>> START Material for the task
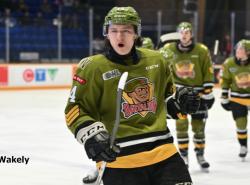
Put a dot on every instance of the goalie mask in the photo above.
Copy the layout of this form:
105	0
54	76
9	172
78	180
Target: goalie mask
122	15
245	44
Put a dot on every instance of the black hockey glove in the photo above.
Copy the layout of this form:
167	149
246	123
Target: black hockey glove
188	100
208	100
226	104
98	148
96	141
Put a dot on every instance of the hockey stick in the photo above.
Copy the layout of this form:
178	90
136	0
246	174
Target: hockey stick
120	88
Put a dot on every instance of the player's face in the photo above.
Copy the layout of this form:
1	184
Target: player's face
241	53
122	38
185	37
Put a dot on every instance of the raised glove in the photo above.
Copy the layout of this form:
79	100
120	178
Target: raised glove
188	100
225	103
96	141
208	100
98	148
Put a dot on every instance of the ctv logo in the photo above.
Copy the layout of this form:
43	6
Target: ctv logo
39	75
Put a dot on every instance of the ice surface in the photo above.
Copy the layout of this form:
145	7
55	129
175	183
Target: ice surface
32	125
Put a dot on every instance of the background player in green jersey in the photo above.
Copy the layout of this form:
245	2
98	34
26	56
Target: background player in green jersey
144	153
192	67
235	84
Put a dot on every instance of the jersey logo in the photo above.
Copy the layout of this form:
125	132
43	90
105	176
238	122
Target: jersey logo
243	80
232	69
111	74
79	79
152	66
185	69
138	97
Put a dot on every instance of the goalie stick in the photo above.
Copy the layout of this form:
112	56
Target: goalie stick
120	88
>> END Material for the task
## Prompt
Substitute "hockey stick" for "goalie stick" in the listing, from the line containing "Put a dot on every instance of the jersey" through the end of the listing, both ends included, and give back only those lines with everything else unchanged.

## Output for this exercise
Put a dot on every instance of the jersey logo in the photo above.
Copy the layout of this form:
125	132
43	90
105	176
238	122
Target: jersey logo
243	80
232	69
111	74
79	79
152	66
185	69
138	97
Put a dot on every instance of the hockey stick in the photo above.
Copy the layout of this form:
112	56
Target: hockey stick
120	88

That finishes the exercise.